EXERCISE DIRECTIONS — Every line of the data that contains the string "after" must be copied.

MATERIAL SHOWN —
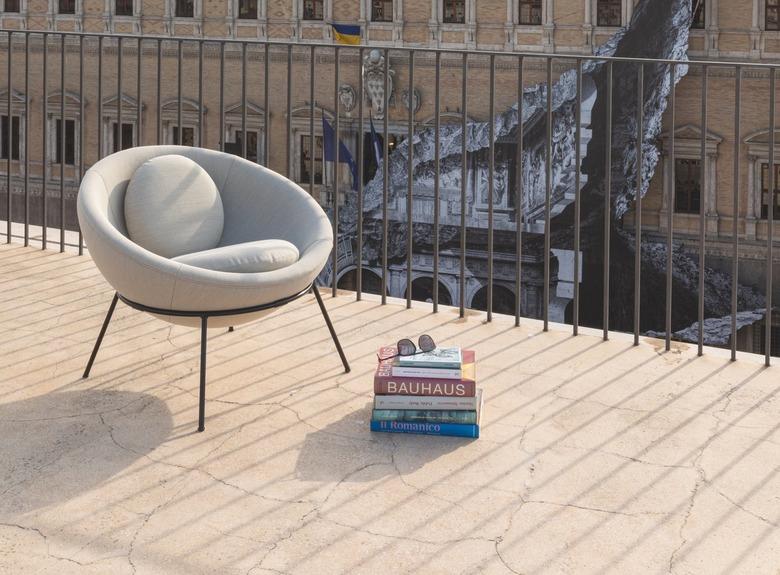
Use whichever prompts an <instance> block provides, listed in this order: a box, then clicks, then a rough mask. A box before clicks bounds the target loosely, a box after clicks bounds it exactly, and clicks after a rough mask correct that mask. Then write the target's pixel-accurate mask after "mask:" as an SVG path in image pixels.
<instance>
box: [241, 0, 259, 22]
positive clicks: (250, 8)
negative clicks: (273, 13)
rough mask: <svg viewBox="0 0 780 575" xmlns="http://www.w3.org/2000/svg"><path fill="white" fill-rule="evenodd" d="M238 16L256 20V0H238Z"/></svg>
mask: <svg viewBox="0 0 780 575" xmlns="http://www.w3.org/2000/svg"><path fill="white" fill-rule="evenodd" d="M238 17H239V18H240V19H241V20H257V0H238Z"/></svg>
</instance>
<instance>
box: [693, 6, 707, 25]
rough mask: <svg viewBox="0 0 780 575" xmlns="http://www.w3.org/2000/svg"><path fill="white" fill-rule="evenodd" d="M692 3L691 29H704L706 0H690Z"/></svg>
mask: <svg viewBox="0 0 780 575" xmlns="http://www.w3.org/2000/svg"><path fill="white" fill-rule="evenodd" d="M691 2H692V3H693V5H692V9H693V20H692V21H691V29H692V30H704V28H705V25H706V19H705V16H706V13H705V10H706V6H707V4H706V0H691Z"/></svg>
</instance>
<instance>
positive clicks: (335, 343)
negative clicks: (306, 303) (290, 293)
mask: <svg viewBox="0 0 780 575" xmlns="http://www.w3.org/2000/svg"><path fill="white" fill-rule="evenodd" d="M311 291H313V292H314V297H315V298H317V303H318V304H320V311H321V312H322V317H324V318H325V323H326V324H327V325H328V331H330V337H332V338H333V343H335V344H336V350H337V351H338V352H339V356H340V357H341V363H343V364H344V373H349V372H350V368H349V362H348V361H347V356H346V355H344V350H343V349H341V344H340V343H339V338H338V336H337V335H336V330H335V329H333V324H332V323H331V321H330V317H329V316H328V310H326V309H325V304H324V303H323V302H322V296H321V295H320V290H319V289H317V286H315V285H312V286H311Z"/></svg>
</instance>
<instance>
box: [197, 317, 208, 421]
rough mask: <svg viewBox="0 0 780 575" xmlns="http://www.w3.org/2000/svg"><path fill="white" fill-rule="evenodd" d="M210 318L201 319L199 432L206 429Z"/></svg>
mask: <svg viewBox="0 0 780 575" xmlns="http://www.w3.org/2000/svg"><path fill="white" fill-rule="evenodd" d="M208 321H209V318H208V316H205V315H204V316H203V317H202V318H201V319H200V397H199V398H198V431H203V430H204V429H206V342H207V340H208V338H207V331H206V328H207V327H208Z"/></svg>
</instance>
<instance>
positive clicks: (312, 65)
mask: <svg viewBox="0 0 780 575" xmlns="http://www.w3.org/2000/svg"><path fill="white" fill-rule="evenodd" d="M314 50H315V48H314V46H311V47H310V48H309V195H310V196H311V197H314V150H315V146H314V140H315V135H314V114H315V113H316V108H315V104H314V58H315V56H316V54H315V52H314ZM321 115H322V117H323V118H325V112H324V111H321ZM322 137H323V142H322V143H323V147H322V150H323V153H324V152H325V140H324V138H325V133H324V132H323V134H322ZM301 151H303V150H301ZM323 160H324V158H323ZM320 189H321V190H322V189H325V162H322V181H321V182H320ZM320 202H322V198H320ZM334 241H335V238H334Z"/></svg>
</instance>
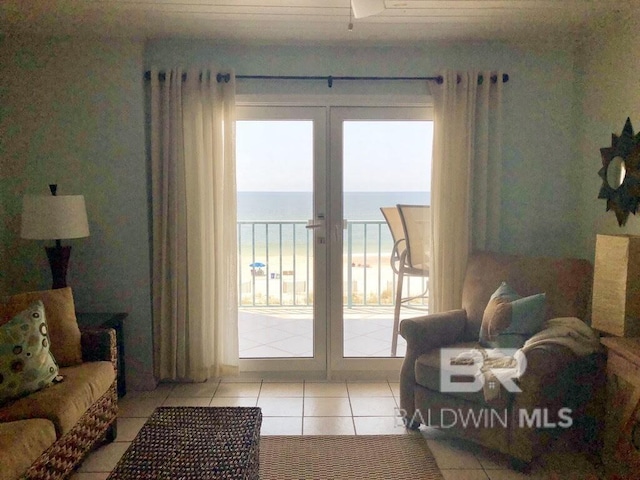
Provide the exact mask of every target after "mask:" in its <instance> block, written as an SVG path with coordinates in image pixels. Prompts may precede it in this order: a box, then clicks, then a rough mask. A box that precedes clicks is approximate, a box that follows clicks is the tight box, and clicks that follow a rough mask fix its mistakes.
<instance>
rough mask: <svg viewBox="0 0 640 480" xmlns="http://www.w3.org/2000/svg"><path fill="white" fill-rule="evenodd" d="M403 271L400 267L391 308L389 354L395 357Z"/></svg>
mask: <svg viewBox="0 0 640 480" xmlns="http://www.w3.org/2000/svg"><path fill="white" fill-rule="evenodd" d="M403 278H404V273H403V271H402V267H401V268H400V272H399V273H398V284H397V285H396V304H395V307H394V309H393V333H392V335H393V336H392V337H391V356H392V357H395V356H396V353H397V350H398V334H399V333H400V332H399V330H400V305H402V280H403Z"/></svg>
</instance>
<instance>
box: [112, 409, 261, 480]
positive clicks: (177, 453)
mask: <svg viewBox="0 0 640 480" xmlns="http://www.w3.org/2000/svg"><path fill="white" fill-rule="evenodd" d="M261 423H262V413H261V410H260V408H257V407H160V408H157V409H156V411H155V412H154V413H153V415H151V417H149V420H147V422H146V423H145V424H144V426H143V427H142V429H141V430H140V432H139V433H138V435H137V436H136V438H135V439H134V441H133V442H132V443H131V445H130V446H129V448H128V449H127V451H126V452H125V453H124V455H123V456H122V458H121V459H120V461H119V462H118V464H117V465H116V467H115V469H114V470H113V471H112V472H111V474H110V475H109V477H108V480H147V479H148V480H151V479H154V480H155V479H163V480H165V479H166V480H169V479H171V480H192V479H193V480H195V479H198V480H201V479H207V480H209V479H210V480H214V479H215V480H223V479H224V480H231V479H233V480H236V479H238V480H240V479H242V480H245V479H258V478H259V454H260V448H259V447H260V425H261Z"/></svg>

FINISHED TASK —
Use whichever prompts an <instance> block provides, listed in this order: a box, then clicks, then a rough mask. A box before clicks bounds the target loosely, a box after clicks bounds it exactly, and clicks after a rough mask correct that mask. Then write the target's pixel-accurate mask after "mask:" as an SVG path in image pixels.
Provide the exact mask of every target after "mask:" in its <instance> block, written as an SVG path with coordinates in image pixels. Prompts may precede it in this order: a box, then clicks, then a rough mask. A box that precedes clicks is approximate, a box that follows clicks is the tight box, and clicks that follow a rough mask fix its mistakes.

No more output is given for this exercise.